• _DIRECTIONS FOR THIS TASK_:
Up to and including the final line, retype each line of the records below, starting with the one that contains "the red car".

[Collected data]
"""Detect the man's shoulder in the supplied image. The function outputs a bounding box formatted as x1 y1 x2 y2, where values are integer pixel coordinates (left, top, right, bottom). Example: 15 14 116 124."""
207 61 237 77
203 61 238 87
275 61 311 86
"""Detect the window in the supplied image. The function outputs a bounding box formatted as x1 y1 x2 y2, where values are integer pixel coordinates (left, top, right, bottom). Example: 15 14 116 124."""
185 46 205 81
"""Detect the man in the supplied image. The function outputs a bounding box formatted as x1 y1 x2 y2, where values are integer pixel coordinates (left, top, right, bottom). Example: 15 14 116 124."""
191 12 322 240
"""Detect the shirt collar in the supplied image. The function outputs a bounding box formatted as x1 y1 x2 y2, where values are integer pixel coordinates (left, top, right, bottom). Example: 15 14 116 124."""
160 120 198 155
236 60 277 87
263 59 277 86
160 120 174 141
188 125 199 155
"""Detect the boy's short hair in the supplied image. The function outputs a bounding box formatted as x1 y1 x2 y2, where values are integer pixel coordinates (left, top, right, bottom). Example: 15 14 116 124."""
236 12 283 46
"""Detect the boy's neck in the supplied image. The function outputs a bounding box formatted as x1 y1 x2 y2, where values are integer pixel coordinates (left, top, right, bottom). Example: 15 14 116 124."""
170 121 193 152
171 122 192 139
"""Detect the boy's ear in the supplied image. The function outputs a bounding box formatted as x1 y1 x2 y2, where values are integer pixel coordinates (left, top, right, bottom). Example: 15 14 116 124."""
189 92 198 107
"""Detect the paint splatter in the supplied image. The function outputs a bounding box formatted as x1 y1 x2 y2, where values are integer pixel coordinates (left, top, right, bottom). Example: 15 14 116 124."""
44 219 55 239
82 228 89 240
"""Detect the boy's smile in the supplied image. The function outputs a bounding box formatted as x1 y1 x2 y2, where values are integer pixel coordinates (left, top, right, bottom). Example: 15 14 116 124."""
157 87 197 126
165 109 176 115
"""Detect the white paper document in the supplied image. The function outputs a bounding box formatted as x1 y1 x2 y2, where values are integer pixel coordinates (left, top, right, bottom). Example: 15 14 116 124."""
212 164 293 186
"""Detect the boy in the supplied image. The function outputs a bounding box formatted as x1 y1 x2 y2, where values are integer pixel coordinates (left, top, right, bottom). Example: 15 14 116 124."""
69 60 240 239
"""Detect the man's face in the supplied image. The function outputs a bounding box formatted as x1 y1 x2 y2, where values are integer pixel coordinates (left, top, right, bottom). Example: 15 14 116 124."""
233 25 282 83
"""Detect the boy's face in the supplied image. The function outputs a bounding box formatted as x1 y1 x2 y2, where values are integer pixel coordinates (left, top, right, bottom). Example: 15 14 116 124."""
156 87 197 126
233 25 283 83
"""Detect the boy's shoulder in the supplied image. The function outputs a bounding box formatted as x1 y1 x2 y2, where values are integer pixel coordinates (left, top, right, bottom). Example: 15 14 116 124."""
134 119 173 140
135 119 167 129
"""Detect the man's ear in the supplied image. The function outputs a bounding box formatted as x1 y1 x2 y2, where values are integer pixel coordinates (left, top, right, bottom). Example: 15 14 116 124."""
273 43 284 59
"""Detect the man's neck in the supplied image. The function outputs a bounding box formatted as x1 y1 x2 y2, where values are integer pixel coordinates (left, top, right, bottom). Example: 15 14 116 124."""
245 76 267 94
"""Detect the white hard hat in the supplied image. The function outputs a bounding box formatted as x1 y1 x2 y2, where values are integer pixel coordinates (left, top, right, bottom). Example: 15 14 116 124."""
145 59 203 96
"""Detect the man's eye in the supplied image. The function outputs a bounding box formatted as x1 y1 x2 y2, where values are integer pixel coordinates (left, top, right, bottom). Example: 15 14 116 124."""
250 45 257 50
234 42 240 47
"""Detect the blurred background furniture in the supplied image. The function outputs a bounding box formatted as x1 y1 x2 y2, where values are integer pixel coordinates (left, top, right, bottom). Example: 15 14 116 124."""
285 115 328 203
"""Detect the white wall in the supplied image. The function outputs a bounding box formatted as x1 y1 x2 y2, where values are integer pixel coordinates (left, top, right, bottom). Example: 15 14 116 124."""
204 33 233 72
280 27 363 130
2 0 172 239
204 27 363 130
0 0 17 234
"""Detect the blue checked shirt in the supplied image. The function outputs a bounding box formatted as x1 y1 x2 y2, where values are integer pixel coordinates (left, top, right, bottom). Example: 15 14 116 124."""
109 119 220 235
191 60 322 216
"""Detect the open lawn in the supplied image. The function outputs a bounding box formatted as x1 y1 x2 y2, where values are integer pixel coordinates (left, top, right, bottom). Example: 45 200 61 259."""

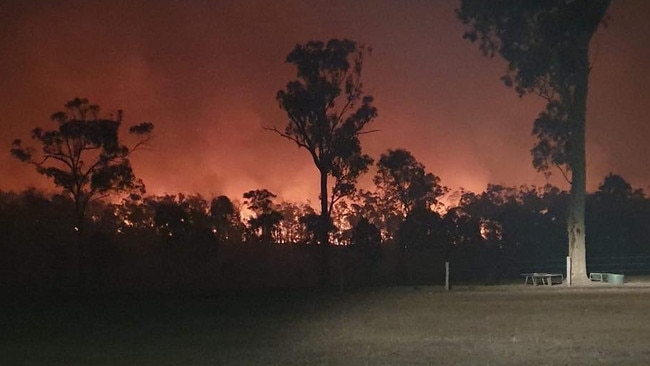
3 285 650 365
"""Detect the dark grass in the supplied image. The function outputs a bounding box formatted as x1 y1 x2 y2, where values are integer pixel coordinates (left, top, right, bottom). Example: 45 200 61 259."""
3 285 650 365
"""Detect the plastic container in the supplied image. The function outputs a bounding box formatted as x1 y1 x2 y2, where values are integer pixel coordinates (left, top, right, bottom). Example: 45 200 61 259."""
607 273 624 285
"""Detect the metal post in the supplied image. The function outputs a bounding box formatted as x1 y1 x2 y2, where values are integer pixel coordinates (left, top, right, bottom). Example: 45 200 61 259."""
566 256 571 286
445 261 450 291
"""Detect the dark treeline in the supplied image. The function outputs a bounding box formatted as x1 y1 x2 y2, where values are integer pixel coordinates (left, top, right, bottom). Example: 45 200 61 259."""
3 172 649 293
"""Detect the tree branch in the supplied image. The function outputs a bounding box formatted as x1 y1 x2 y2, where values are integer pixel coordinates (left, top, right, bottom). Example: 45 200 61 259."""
555 164 572 185
358 129 380 135
265 126 308 149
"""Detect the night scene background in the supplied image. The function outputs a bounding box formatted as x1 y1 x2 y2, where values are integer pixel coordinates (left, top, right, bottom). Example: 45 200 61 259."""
3 1 650 364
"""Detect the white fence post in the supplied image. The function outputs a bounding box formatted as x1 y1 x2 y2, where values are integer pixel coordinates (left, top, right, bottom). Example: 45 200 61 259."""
566 256 571 286
445 261 450 291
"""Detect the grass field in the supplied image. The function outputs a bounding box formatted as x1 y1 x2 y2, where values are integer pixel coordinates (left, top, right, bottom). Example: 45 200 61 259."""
3 285 650 365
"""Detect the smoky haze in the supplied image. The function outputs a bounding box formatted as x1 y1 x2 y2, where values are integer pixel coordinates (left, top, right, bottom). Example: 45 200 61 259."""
2 0 649 204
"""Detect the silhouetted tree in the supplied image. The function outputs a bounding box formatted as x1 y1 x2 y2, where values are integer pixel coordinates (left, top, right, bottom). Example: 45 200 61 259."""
350 189 403 243
374 148 447 217
151 195 192 239
397 206 446 251
457 0 611 283
10 98 153 289
350 218 381 254
149 194 215 241
147 193 218 285
594 173 643 202
396 206 448 285
444 205 480 247
588 174 648 259
299 211 322 245
349 217 381 284
275 201 316 244
505 185 567 263
113 196 155 233
452 184 568 281
243 189 283 244
271 39 377 247
210 195 243 244
271 38 377 284
11 98 153 231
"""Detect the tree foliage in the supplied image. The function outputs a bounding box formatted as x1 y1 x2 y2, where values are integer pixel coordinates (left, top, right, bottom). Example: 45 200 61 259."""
588 174 649 258
243 189 283 244
210 195 242 243
397 206 447 252
272 38 377 245
374 149 447 217
10 97 154 227
275 201 316 244
456 0 609 174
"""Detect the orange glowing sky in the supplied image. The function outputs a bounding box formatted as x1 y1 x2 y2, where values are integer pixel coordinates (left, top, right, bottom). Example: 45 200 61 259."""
2 0 650 206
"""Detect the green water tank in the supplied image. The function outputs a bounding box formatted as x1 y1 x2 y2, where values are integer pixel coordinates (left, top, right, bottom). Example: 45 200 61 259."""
607 273 624 285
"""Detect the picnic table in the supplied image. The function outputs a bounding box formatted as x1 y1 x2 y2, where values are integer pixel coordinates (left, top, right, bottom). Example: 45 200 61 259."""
522 272 564 286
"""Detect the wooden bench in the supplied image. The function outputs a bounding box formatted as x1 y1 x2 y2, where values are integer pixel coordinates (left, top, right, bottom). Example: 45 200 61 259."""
522 272 564 286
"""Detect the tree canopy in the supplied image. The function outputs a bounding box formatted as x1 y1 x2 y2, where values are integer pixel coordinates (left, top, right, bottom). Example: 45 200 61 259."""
243 189 283 244
374 149 446 217
11 97 154 228
272 38 377 245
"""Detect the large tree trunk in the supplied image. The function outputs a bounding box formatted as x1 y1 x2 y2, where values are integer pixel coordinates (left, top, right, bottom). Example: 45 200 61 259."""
567 46 590 284
565 0 611 286
567 146 587 284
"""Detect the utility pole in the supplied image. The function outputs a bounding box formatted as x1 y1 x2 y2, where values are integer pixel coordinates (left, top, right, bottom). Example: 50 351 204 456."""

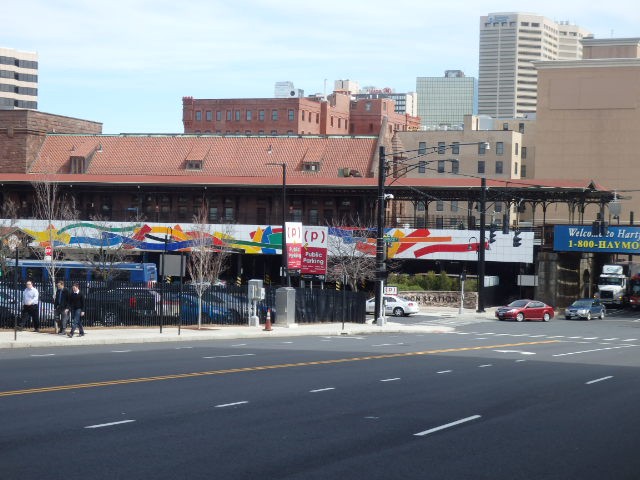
477 177 486 313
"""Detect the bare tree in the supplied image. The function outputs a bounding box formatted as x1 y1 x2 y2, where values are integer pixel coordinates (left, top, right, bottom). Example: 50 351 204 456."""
187 203 235 328
31 169 78 296
0 199 19 278
326 221 378 292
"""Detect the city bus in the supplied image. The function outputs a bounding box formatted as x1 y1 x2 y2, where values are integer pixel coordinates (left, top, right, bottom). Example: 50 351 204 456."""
7 260 158 283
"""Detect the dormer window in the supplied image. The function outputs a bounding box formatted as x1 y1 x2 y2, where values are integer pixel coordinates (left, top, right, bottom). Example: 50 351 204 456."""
303 162 320 172
186 160 203 170
70 157 86 173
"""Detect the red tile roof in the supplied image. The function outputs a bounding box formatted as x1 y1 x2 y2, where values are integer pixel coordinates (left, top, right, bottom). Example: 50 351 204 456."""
31 134 378 181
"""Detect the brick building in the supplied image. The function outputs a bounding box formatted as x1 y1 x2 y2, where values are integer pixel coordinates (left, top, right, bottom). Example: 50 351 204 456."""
183 91 420 138
0 110 102 173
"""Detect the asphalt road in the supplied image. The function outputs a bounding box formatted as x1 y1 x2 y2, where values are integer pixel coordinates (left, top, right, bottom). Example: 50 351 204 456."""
1 315 640 480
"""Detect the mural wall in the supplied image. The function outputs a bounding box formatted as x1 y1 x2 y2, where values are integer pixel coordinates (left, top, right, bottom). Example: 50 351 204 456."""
1 220 534 263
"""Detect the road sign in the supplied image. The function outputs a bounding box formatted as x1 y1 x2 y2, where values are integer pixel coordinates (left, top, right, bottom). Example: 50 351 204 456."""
44 245 52 260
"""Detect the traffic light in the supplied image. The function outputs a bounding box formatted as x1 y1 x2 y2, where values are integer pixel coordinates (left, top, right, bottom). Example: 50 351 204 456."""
513 231 522 247
489 223 497 244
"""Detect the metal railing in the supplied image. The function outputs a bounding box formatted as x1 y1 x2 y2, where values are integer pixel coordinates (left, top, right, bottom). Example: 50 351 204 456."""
0 281 366 329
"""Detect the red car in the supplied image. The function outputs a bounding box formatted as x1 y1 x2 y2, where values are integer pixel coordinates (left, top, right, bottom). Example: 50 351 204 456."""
495 299 554 322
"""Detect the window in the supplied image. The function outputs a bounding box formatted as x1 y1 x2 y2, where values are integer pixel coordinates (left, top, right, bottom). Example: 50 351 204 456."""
246 110 252 121
451 159 459 174
452 142 460 154
514 162 519 175
226 110 232 121
478 161 485 174
302 111 305 121
259 110 265 121
216 111 222 121
235 110 240 121
438 142 446 154
418 161 426 173
224 207 234 221
503 123 509 130
495 161 503 174
436 201 444 211
416 201 425 211
519 123 525 134
418 142 426 155
478 142 488 155
272 110 279 121
270 130 277 135
206 111 212 121
365 102 372 111
195 111 202 121
186 160 203 170
514 143 519 155
451 201 458 212
495 203 503 213
288 109 294 121
521 165 526 178
308 209 319 225
521 147 527 159
496 142 504 155
437 160 445 173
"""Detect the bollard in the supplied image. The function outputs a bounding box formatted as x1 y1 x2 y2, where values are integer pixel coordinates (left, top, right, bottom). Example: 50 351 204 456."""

• _ANSWER SPACE_:
"""Detect the red car in the supplied image. The function outputs a bounding box formatted as x1 y1 x2 y2, where values are integer pixel coordinates (left, top, right, bottom). Example: 50 351 204 456."""
495 299 554 322
"""Detect the window in the supplied image. The function outputs a bounding box formatted as x1 y1 x2 y2, where values are integer pixel coordinates (left, top, right, bottom). Example: 50 351 204 456."""
246 110 252 121
451 159 459 174
452 142 460 154
514 162 519 175
226 110 232 121
478 161 485 174
302 111 305 121
259 110 265 121
216 111 222 121
235 110 240 121
438 142 446 154
418 161 426 173
224 207 234 221
503 123 509 130
495 161 503 174
436 201 444 211
416 201 425 211
519 123 525 134
418 142 426 155
478 142 488 155
272 110 279 121
270 130 277 135
206 111 212 121
365 102 372 111
195 111 202 121
186 160 203 170
514 143 519 155
451 201 458 212
495 203 503 213
288 109 294 121
521 165 526 178
308 209 319 225
521 147 527 159
496 142 504 155
437 160 445 173
"""Detect the bollard in the supplied image. The function outputs a bounding box formatted as x1 y1 x2 y2, where values are integer pixel coordinates (left, top, right, bottom). Example: 50 351 204 456."""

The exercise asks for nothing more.